DOCUMENT SECTION
## start

When we see our fellow citizens as irredeemable, churlish adversaries lacking in moral conviction or educated opinion, we can more readily dismiss their place in the nation or the possibility for their redemption. When we construct ironclad notions of right and wrong that fail to account for the range of feeling in a multi-ethnic and pluralistic democracy, events such as the failed January 6 insurrection seem quite inevitable. And while illiberal pressure has been mounting in the United States, the United Kingdom, and other European countries for years, it would be foolish to think that Canada or Australia or New Zealand can indefinitely avoid similar fallout unless active measures are taken to defuse tensions, starting immediately.

To disarm the trend of hyperpartisanship, we need to realize the limitations of our own orthodoxies and mindsets (especially those foisted upon us by disinterested algorithms and artificial intelligence networks).

After a year of normalizing online interactions, often hostile ones at that, now might be a good time for a much-needed reset: to remember that we are all people, and that most of us simply wish to strive towards the betterment of ourselves, our families, our communities, and our nations. Each of us is imbibed with our own unique qualities, experiences, and incentives that have come together to shape our understanding of the world.

To make progress, we have to move beyond the clannish instinct of lazily resorting to partisanship. It may feel good to bludgeon our opponents into submission, but these remedies breed resentment, not understanding. Our generation is perhaps the most politically engaged generation in history, but productive change can only come from working with those ‘inconvenient others’ with whom we share profound personal disagreements. Not all of us are coming from the exact same ontological foundations, nor arriving at the table with the same cultural lexicon and script. Regrettably, many hard discussions are derailed by semantic quarrels before getting the chance to even breach ideas of any true substance.

## end

REQUIRED TASK 1
In the essay on hyperpartisanship, what must we realize in order to disarm the trend?
REQUIRED TASK 2
Continue the essay on hyperpartisanship from the point where it stops.

DATA LINES
## start

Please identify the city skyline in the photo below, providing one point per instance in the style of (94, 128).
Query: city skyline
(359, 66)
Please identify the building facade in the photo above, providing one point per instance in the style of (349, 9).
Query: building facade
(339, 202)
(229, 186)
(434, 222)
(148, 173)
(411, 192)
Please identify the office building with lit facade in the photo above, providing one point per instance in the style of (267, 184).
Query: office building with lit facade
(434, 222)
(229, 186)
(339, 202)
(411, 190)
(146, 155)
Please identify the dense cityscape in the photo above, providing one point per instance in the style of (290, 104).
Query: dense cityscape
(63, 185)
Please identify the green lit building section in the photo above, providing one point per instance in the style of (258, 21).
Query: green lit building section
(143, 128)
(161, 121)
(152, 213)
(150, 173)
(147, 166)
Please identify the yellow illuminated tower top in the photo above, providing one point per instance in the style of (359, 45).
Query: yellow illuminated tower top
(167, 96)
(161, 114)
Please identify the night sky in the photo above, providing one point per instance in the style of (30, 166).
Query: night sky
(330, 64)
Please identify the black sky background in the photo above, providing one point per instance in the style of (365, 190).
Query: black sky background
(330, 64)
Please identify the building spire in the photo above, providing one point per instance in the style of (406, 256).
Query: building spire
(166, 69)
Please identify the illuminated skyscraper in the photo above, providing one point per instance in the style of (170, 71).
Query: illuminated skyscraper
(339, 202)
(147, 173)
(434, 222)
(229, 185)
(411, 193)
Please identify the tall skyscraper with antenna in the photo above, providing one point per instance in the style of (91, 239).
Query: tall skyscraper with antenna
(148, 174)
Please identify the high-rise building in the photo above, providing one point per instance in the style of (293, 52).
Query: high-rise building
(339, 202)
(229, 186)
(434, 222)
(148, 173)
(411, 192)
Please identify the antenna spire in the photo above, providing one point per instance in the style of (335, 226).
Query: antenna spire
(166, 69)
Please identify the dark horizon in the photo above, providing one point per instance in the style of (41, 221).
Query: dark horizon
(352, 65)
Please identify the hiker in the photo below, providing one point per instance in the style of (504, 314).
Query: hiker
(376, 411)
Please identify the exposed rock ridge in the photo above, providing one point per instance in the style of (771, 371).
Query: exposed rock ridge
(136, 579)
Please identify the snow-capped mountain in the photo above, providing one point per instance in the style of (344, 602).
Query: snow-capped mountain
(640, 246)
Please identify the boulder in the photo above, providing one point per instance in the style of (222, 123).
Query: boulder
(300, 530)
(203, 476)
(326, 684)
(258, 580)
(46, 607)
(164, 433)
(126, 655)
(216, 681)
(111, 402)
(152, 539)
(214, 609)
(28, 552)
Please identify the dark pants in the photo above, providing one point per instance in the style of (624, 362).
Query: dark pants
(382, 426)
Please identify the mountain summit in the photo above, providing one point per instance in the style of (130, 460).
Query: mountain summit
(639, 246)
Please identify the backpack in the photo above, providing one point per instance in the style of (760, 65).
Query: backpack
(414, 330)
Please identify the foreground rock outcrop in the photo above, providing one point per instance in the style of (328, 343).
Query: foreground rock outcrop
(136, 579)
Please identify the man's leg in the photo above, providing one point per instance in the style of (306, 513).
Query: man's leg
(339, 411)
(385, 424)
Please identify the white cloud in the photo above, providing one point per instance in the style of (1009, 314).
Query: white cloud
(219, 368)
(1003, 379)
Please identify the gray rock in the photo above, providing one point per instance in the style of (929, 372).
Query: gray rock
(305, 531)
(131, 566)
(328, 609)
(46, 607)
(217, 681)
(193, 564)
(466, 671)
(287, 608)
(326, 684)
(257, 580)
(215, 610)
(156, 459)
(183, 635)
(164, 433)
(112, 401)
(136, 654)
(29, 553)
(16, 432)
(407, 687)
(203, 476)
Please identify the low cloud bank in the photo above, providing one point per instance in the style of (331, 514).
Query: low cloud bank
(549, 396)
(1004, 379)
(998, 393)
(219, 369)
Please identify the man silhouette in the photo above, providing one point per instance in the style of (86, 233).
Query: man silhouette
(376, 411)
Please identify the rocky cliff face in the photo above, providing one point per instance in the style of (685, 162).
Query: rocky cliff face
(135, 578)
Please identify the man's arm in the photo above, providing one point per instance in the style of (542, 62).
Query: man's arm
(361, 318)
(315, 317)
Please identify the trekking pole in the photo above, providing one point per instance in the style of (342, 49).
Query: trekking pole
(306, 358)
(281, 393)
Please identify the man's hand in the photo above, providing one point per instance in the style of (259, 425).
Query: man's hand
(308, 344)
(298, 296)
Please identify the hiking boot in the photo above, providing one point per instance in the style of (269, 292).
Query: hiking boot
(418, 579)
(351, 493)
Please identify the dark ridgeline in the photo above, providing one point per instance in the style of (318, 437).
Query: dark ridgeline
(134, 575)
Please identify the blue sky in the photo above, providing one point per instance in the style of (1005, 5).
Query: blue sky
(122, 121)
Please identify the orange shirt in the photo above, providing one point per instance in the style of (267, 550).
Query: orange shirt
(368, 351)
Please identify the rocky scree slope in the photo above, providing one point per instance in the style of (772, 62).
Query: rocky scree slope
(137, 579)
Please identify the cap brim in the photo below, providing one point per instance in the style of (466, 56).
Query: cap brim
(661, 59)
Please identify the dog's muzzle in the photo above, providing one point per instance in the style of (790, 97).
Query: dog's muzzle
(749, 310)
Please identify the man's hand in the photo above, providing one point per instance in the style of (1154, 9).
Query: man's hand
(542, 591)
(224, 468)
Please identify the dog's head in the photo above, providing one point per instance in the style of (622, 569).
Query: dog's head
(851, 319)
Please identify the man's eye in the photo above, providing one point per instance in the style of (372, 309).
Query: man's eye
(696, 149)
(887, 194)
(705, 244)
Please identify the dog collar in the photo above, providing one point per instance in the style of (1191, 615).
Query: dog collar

## end

FINAL ANSWER 1
We need to realize the limitations of our own orthodoxies and mindsets.

FINAL ANSWER 2
It requires humility to negotiate these vexatious crosscurrents, with the added acknowledgement that we have much to learn from our ideological opposites.

Differences should be viewed as avenues for engagement rather than an opportunity to demonstrate our moral superiority or a chance to shame and berate the other side. In politics, forgiveness, empathy, and grace are still laudable and dignified civic virtues. We could do well to practice these qualities as we exit quarantine and re-enter a more contentious and fragmented public space.

With humility, we might find ourselves realizing that we are in fact those who President Reagan once spoke of, the ones who “know so much that isn’t so.”


Steven Hu is a final year International Relations student at the University of Toronto. His areas of interest include military intelligence, applied economics, American foreign policy, Chinese history, and global geopolitics.

Anvesh Jain is a research analyst at the NATO Association of Canada and a research associate with the Canada Tibet Committee. He is a recent graduate of the International Relations program at the University of Toronto, and an incoming JD student at the University of Ottawa Faculty of Law. Please visit his website for more information: https://anveshjain.com/.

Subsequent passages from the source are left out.